> **Excerpted text**

[Start]

I like to think we'd have gone with 6/7 but I have my doubts after the precedent set by 9/11...
 

Wazzim

Banned
crazygambit said:
In North America. In my country we list them as road/number. I have no idea how it's done in the rest of the world, but just like dates it's clearly not universally done one way.
I never even saw the number/road format, what's that for bs lol. Adapt to the world damn it.
 

Natetan

Member
crazygambit said:
In North America. In my country we list them as road/number. I have no idea how it's done in the rest of the world, but just like dates it's clearly not universally done one way.

East asian addresses generally follow this format too, 'state', 'city', road, number. makes a lot of sense actually.
 

Adamm

Member
Wazzim said:
I never even saw the number/road format, what's that for bs lol. Adapt to the world damn it.
Really?

So if some one says they live on 123 Fake Street you would think that sounds wrong?
 

Drek

Member
iapetus said:
A neat backwards justification that works if and only if all companies have a fiscal year that matches the calendar year (they don't - about 35% of companies in the US and more elsewhere don't, for a number of very good reasons...)
Sorry, still works man.

Just because the monthly order runs 04,05,06,07,08,09,10,11,12,01,02,03 instead of 01-12 doesn't change the fact that within any given fiscal year you will only see the two digit notation for each month only once.

In fact, that is a key benefit to the MM/DD/YY system since a YY/DD/MM would trip up over an off-set fiscal year from the calendar year since sorting data would always give you calendar year first. With MM/DD/YY a quick sort brings 01,02,03 months to the top to be culled for the start of a new fiscal year, or for use during end of year processing.
 

kadotsu

Banned
I've always wondered, does the US use some DIN norms? I always had problems reading US publications that use US logical gates.
 

Hari Seldon

Member
Clearly Europe is filled with nothing but catholic school nuns to worry about date formats so much. Either that or they have a zoloft shortage.
 

Hitokage

Setec Astronomer
Drek said:
Sorry, still works man.

Just because the monthly order runs 04,05,06,07,08,09,10,11,12,01,02,03 instead of 01-12 doesn't change the fact that within any given fiscal year you will only see the two digit notation for each month only once.

In fact, that is a key benefit to the MM/DD/YY system since a YY/DD/MM would trip up over an off-set fiscal year from the calendar year since sorting data would always give you calendar year first. With MM/DD/YY a quick sort brings 01,02,03 months to the top to be culled for the start of a new fiscal year, or for use during end of year processing.
I don't think this line of argument serves your position well. Mostly because no matter when a year break happens YY/MM still puts it in correct order and you can just treat it as a single unit anyway.
 

strata8

Member
I've always thought that DD/MM/YYYY and num/street/city/country are used instead of YYYY/MM/DD and country/city/street/num because they make more sense relative to your current situation.
 

Drek

Member
Michan said:
I'd just like to point out the irony of this post: addresses are listed as number/road, not road/number. Smallest to largest. Though obviously if you were looking for a place you would think about the address backwards.

There is no justification for MM/DD unless the year precedes it. Pick ascending or descending and leave it at that.
What intrinsic value does number/road offer versus road/number though? This isn't a matter of just having uniformity in scaling, its a matter of applicability.

[End]

> **Written tasks**
[1] For the forum thread on date and address formats, say whether each statement agrees with it. Give yes or no and quote the words that decide it.
(a) Natetan says East Asian addresses generally go from state to city to road to number.
(b) Hitokage thinks Drek's line of argument serves Drek's position well.
(c) Wazzim had often seen the number/road format.
[2] Answer these questions from the forum thread on date and address formats.
(a) What street address does Adamm use as an example?
(b) How does crazygambit say addresses are listed in crazygambit's country?
(c) Which two formats does strata8 say are used because they make more sense relative to your current situation?
The records after this text are not needed.

> **Extracted records**
[Start]

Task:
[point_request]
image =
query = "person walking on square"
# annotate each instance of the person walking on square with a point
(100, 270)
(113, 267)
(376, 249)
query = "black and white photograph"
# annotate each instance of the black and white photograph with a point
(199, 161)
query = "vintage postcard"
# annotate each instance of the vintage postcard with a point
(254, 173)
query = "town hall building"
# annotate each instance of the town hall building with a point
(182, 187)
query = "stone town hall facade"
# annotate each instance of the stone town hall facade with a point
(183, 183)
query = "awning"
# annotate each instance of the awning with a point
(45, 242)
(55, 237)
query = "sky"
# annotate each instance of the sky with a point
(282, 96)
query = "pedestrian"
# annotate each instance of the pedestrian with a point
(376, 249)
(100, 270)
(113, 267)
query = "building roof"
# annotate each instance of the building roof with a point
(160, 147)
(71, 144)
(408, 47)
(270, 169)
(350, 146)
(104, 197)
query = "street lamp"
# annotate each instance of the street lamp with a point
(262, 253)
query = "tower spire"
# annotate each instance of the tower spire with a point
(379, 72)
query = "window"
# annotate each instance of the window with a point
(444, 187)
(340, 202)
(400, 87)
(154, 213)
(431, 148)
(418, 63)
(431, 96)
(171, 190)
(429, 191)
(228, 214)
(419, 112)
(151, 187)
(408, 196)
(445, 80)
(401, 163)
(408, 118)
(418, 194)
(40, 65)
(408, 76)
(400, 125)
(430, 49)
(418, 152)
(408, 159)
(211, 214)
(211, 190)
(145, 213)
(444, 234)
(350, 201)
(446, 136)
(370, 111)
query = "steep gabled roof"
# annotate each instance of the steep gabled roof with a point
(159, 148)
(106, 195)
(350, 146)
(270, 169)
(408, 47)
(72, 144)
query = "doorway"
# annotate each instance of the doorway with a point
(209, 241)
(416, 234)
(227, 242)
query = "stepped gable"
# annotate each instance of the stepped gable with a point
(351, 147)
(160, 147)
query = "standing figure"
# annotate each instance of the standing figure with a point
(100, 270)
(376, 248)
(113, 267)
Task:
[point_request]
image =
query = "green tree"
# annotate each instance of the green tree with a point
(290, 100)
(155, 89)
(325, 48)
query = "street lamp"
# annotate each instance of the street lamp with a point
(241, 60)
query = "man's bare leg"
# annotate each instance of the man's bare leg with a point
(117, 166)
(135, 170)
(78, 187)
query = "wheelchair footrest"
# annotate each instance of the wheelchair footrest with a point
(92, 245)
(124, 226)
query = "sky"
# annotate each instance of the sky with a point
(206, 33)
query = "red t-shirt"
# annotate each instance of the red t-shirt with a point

[End]

> **Answer set**
[1]
(a) Yes: "East asian addresses generally follow this format too, 'state', 'city', road, number."
(b) No: "I don't think this line of argument serves your position well."
(c) No: "I never even saw the number/road format"

[2]
(a) 123 Fake Street
(b) As road/number
(c) DD/MM/YYYY and num/street/city/country